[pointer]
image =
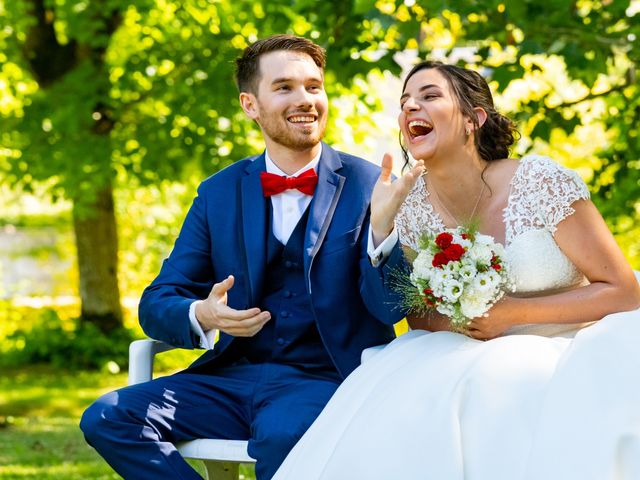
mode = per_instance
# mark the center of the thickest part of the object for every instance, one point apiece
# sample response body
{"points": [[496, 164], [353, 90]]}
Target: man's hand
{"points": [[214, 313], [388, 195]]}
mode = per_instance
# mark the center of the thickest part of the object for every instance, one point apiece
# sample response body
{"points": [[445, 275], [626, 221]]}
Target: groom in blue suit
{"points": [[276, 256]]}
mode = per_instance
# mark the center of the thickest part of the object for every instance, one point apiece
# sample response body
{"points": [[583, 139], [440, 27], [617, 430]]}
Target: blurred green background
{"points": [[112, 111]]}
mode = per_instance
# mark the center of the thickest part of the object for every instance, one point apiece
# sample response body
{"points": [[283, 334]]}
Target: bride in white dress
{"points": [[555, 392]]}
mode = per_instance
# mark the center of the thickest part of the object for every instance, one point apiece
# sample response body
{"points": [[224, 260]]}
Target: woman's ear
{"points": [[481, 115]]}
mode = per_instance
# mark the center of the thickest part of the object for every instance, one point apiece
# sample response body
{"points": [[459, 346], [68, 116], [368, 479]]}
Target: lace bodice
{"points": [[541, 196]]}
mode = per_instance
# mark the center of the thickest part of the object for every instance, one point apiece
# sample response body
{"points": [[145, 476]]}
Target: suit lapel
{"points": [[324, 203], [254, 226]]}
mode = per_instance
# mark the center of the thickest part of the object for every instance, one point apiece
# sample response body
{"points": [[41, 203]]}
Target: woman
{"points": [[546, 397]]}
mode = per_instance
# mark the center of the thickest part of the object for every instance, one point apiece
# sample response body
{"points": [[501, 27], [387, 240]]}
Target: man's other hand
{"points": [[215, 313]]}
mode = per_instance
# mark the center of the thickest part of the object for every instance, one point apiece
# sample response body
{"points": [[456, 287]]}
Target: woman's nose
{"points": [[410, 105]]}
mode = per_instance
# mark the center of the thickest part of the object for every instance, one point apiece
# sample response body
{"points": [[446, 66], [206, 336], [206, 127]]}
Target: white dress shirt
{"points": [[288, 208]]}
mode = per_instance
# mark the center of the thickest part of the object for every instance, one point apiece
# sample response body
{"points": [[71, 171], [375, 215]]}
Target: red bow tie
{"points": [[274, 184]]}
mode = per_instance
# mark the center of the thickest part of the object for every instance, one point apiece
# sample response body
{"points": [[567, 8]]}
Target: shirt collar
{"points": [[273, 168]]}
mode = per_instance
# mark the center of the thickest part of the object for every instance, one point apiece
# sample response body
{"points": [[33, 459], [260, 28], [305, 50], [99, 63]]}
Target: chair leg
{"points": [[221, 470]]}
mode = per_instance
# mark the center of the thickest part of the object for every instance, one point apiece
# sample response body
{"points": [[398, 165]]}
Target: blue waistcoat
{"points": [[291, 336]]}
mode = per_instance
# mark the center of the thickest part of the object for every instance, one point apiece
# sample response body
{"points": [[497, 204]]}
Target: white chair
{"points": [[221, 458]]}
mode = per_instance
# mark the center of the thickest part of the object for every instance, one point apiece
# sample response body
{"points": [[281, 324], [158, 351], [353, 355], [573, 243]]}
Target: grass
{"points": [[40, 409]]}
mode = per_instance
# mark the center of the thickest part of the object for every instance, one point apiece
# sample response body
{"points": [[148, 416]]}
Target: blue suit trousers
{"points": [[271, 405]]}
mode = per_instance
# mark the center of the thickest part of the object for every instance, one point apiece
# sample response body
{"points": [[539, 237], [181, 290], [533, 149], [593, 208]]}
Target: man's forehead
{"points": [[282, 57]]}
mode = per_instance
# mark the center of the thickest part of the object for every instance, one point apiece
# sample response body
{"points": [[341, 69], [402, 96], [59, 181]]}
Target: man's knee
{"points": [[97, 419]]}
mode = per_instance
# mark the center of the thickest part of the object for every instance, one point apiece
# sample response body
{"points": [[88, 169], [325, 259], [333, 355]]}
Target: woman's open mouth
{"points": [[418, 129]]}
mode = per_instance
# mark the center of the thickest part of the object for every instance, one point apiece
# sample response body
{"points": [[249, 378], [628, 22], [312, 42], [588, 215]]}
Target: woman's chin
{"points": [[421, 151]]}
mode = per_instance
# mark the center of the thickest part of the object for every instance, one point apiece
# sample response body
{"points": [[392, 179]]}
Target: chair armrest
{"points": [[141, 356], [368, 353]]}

# # # #

Required action | Reprint every record exactly and skip the pictures.

Written solution |
[pointer]
image =
mode = per_instance
# mark the center of the thickest part of the object for every instance, one point apiece
# sample response body
{"points": [[496, 164], [353, 90]]}
Target: man's hand
{"points": [[214, 313], [388, 195]]}
mode = per_instance
# mark the center of the thickest part of the object for every instance, one point apiece
# sample response body
{"points": [[445, 275], [626, 221]]}
Target: groom in blue suit
{"points": [[276, 256]]}
mode = per_instance
# mark the center of the thickest part of the object for every instance, one point apiece
# sample response body
{"points": [[583, 139], [440, 27], [617, 430]]}
Target: blurred green background
{"points": [[112, 111]]}
mode = per_instance
# mark the center of the thickest part of the object for every instance, one point apiece
# sample response body
{"points": [[283, 334]]}
Target: bride in white dress
{"points": [[555, 392]]}
mode = per_instance
# mark the center of the thickest part of the object for every instance, one point apiece
# sample response body
{"points": [[224, 260]]}
Target: woman's ear
{"points": [[481, 115]]}
mode = per_instance
# mark the center of the thickest part of the object for every instance, one point apiece
# sample response body
{"points": [[459, 346], [68, 116], [368, 479]]}
Target: lace bodice
{"points": [[541, 196]]}
mode = per_instance
# mark the center of the thickest part of the object for every instance, one point apiece
# sample response body
{"points": [[145, 476]]}
Target: suit lapel
{"points": [[324, 203], [254, 226]]}
mode = per_instance
# mark the center of the thickest part of the object for every instance, one point apiece
# sample response body
{"points": [[41, 203]]}
Target: woman
{"points": [[546, 397]]}
mode = per_instance
# mark the center of the thickest part of the object for every instance, one point apiece
# sample response body
{"points": [[501, 27], [387, 240]]}
Target: man's other hand
{"points": [[215, 313]]}
mode = per_instance
# mark the center of the thickest part of the object for every instance, one point apiece
# sample response body
{"points": [[456, 287]]}
Target: woman's nose
{"points": [[410, 105]]}
mode = per_instance
# mark the center of the thickest part of the object for every instance, one point apiece
# sample response body
{"points": [[446, 66], [206, 336], [206, 127]]}
Target: white dress shirt
{"points": [[288, 208]]}
mode = per_instance
# mark the center of the thickest part of the object for every instance, one point apiece
# sample response body
{"points": [[71, 171], [375, 215]]}
Target: red bow tie
{"points": [[274, 184]]}
mode = per_instance
# mark the center of the thickest part of the object for every instance, one point apiece
# sample response body
{"points": [[567, 8]]}
Target: shirt collar
{"points": [[273, 168]]}
mode = per_instance
# mark the center of the thickest part of the object for every instance, one point apiece
# sample response body
{"points": [[33, 459], [260, 28], [305, 50], [99, 63]]}
Target: chair leg
{"points": [[221, 470]]}
mode = per_instance
# mark the center of the thickest part of the object for every instance, one point apiece
# sample response body
{"points": [[398, 165]]}
Target: blue waistcoat
{"points": [[291, 336]]}
mode = per_instance
# mark the center of the thickest part of the object for every instance, one point apiece
# sample response body
{"points": [[497, 204]]}
Target: white chair
{"points": [[221, 458]]}
mode = per_instance
# mark the center of the thickest part of the object for every instance, one point apiece
# sample response body
{"points": [[281, 324], [158, 351], [353, 355], [573, 243]]}
Target: grass
{"points": [[40, 409]]}
mode = per_instance
# mark the center of the thickest part of the object for every instance, one point apiece
# sample response body
{"points": [[148, 416]]}
Target: blue suit trousers
{"points": [[271, 405]]}
mode = per_instance
# mark the center of the thickest part of the object for every instance, one point apiece
# sample response body
{"points": [[539, 237], [181, 290], [533, 149], [593, 208]]}
Target: man's forehead
{"points": [[282, 57]]}
mode = per_instance
# mark the center of the thickest part of the object for every instance, one point apiece
# sample response body
{"points": [[341, 69], [402, 96], [59, 181]]}
Target: man's knee
{"points": [[97, 419]]}
mode = per_instance
# mark the center of the thickest part of the object for every instance, one point apiece
# sample response body
{"points": [[88, 169], [325, 259], [333, 355]]}
Target: woman's open mouth
{"points": [[418, 129]]}
mode = per_instance
# mark the center of the thickest part of the object for every instance, one point apiece
# sample response body
{"points": [[249, 378], [628, 22], [312, 42], [588, 215]]}
Target: woman's chin
{"points": [[421, 151]]}
mode = per_instance
# mark the center of the thickest part of the object for every instance, one point apiece
# sample response body
{"points": [[392, 179]]}
Target: chair armrest
{"points": [[141, 356], [368, 353]]}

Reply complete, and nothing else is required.